SOURCE PASSAGE —
- Opening Delimiter -
= University of Waterloo Nano Robotics Group =

University of Waterloo Nanorobotics Group (UWNRG) is an undergraduate group composed of students from several different engineering programs, including Nanotechnology, Mechatronics, Electrical, Computer, and Software Engineering, various Math and Arts programs at the University of Waterloo. Their primary goal is the design of microrobots, as well as the promotion of nanotechnology and their program. The group was founded in 2007, and their most recent accomplishment was winning the Microassembly Challenge at the 2013 IEEE International Conference on Robotics and Automation (ICRA). They were the only completely undergraduate team, as well as the only Canadian team competing. UWNRG has since evolved from the robotics competition and now look into developing micro-robotics for different industry applications.

== Previous robots ==
=== MAYA ===
MAYA (Micro-Assembly YBCO Apparatus) is an experimental robot that utilizes the concept of quantum locking. By using this concept, the YBCO, a high temperature superconductor, can pic a micro-magnet in space above itself. From there, the position of the YBCO can be controlled using motors and actuators, which results in the movement of the micro-magnet. MAYA comes complete with an optical tracking system that can account for the error between the macro and micro-scale movements, resulting in high-precision actuation. More information can be found on the UWNRG website.
=== MICHELLE ===
MICHELLE (Mercury in a Clear Habitat Enclosure Leveraging Lorentz Excitation) uses microfluidics to accurately move the robot through another fluidic medium.

=== SAM ===
SAM (Solenoid Actuated Microrobot) is the spiritual successor to the EMMA robot, utilizing the displacement of a magnetic field.
- Closing Delimiter -
(Saved data entries)
- Opening Delimiter -
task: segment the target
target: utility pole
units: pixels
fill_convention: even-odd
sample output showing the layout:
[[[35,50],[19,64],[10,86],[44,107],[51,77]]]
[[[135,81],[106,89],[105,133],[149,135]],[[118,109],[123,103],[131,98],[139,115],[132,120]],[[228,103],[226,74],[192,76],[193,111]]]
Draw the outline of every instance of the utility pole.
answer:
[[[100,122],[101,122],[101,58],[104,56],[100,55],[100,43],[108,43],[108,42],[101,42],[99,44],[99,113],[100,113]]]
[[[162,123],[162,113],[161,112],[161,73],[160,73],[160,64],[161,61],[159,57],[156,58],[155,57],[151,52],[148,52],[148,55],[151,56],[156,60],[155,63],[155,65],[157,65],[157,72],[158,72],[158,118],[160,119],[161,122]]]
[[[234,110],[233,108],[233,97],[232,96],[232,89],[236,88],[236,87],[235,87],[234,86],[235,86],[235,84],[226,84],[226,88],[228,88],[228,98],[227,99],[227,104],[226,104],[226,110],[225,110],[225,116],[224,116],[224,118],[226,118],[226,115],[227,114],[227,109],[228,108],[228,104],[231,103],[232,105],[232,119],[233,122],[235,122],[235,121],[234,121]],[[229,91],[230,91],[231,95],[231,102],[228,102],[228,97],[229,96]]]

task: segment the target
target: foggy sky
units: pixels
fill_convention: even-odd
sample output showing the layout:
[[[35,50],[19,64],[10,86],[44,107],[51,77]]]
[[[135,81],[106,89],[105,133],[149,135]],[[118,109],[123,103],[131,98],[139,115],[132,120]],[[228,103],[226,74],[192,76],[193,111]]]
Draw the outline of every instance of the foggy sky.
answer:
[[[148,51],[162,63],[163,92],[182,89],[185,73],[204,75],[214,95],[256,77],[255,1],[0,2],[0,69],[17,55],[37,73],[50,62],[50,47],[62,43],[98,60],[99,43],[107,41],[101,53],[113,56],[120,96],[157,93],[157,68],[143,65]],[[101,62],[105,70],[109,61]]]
- Closing Delimiter -
PROBLEM TO SOLVE — Output the part of the nanorobotics group passage that begins at the words "University of Waterloo Nanorobotics" and stops after the words "different industry applications.", copied word for word.

RESPONSE TO THIS EXERCISE —
University of Waterloo Nanorobotics Group (UWNRG) is an undergraduate group composed of students from several different engineering programs, including Nanotechnology, Mechatronics, Electrical, Computer, and Software Engineering, various Math and Arts programs at the University of Waterloo. Their primary goal is the design of microrobots, as well as the promotion of nanotechnology and their program. The group was founded in 2007, and their most recent accomplishment was winning the Microassembly Challenge at the 2013 IEEE International Conference on Robotics and Automation (ICRA). They were the only completely undergraduate team, as well as the only Canadian team competing. UWNRG has since evolved from the robotics competition and now look into developing micro-robotics for different industry applications.